**EXTRACT TO READ:**

Unhosted wallets are foundational to innovation involving blockchain-based systems, including those that involve both financial and non-financial products and services. Restrictions on unhosted wallets would have significant impact on innovation and US leadership in this space – and would most likely force a lot of innovative and productive activity overseas.

From a technology perspective, unhosted wallet software is widely available around the world and usually open-source. This is what enables the self-custody of digital assets. This self-custodial activity means the disintermediation of fee-based middlemen and is the core value proposition of digital assets. Indeed, the ability to transfer digital currencies peer-to-peer is written into the core protocol of nearly every digital asset. The core bitcoin software protocol, for example, is itself open-source non-custodial wallet software, developed collectively by thousands of programmers around the world.

From an innovation perspective, will exchanges stop supporting these transactions? Which companies are going to leave the US? Relatedly, will exchanges engage in their own “de-risking” efforts consistent with Operation Choke Point and fair access? How has FinCEN evaluated these concerns?

Rather than making the US a more attractive place to do business, it will make the US less attractive, for little to no benefit. As a result, while industry participants in the US will be assessing whether the burdens imposed on dealing with unhosted wallets are worth it, the US will lose out to other jurisdictions where industry participants are able to develop more innovative technologies – this would involve, for example, decentralized finance or peer-to-peer smart contracts involving unhosted wallets – at lower costs with less regulatory friction. Also, while other countries have implemented rules for unhosted wallets (eg, Switzerland), those other countries have different legal frameworks and administrative processes. Perhaps we could first seek to take advantage of any lessons learned by those other countries prior to instituting and implementing any new and significant standards in the US – this could be particularly helpful in light of the cost-benefit analysis requirements that exist in the US by providing a basis for assessment of real world impacts. Indeed, most of the laws and rules adopted by other countries are not adopted in the US because of differences in law and policy. By way of example, the US did not implement MiFID, MiFID II, MiFIR – and would not implement such landmark policy frameworks without extensive public consultation.

9. Insufficient Cost-Benefit Analysis

The Rule would not be effective in achieving its desired outcome yet it would come at a great cost to the public in terms of privacy, liberty and dollars. As a threshold matter, ADAM believes that FinCEN should not dispose of the cost-benefit analysis requirements simply by invoking a “foreign affairs function” and we appreciate FinCEN’s implicit acknowledgement in the Rule that all of the cost-benefit analysis requirements do apply.

ADAM, as an industry association, is well-positioned to provide necessary data on the costs of compliance – cost data which FinCEN requests in 11 of the 24 questions for public comment in the Rule. However, given the time constraints and lack of direct access to such information, particularly on federal holidays, it has proved to be impossible to provide such information. ADAM would welcome a genuine opportunity to provide cost data to FinCEN to enable FinCEN to properly consider the Rule. Preliminarily, the reporting and recordkeeping aspects of the Rule are such that they would amount to a substantial technological build, and would require a significant investment of time from operations and compliance teams – in such a way that would be impracticable to all but the largest firms – and would clash against limitations inherent in what information even the best KYC practices are able to verify from clients.

**DATA:**
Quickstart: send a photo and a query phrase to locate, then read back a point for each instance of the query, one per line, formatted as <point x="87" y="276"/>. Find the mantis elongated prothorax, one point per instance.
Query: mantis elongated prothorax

**GIVEN TASK A:** In the unhosted wallets passage, how many of the Rule's questions for public comment request cost data?
**GIVEN TASK B:** Write out the unhosted wallets passage word for word, everything from "Unhosted wallets are foundational" down to "productive activity overseas.".
The listing isn't needed for any of this.

**RIGHT ANSWER A:** Eleven of the 24 questions.

**RIGHT ANSWER B:**
Unhosted wallets are foundational to innovation involving blockchain-based systems, including those that involve both financial and non-financial products and services. Restrictions on unhosted wallets would have significant impact on innovation and US leadership in this space – and would most likely force a lot of innovative and productive activity overseas.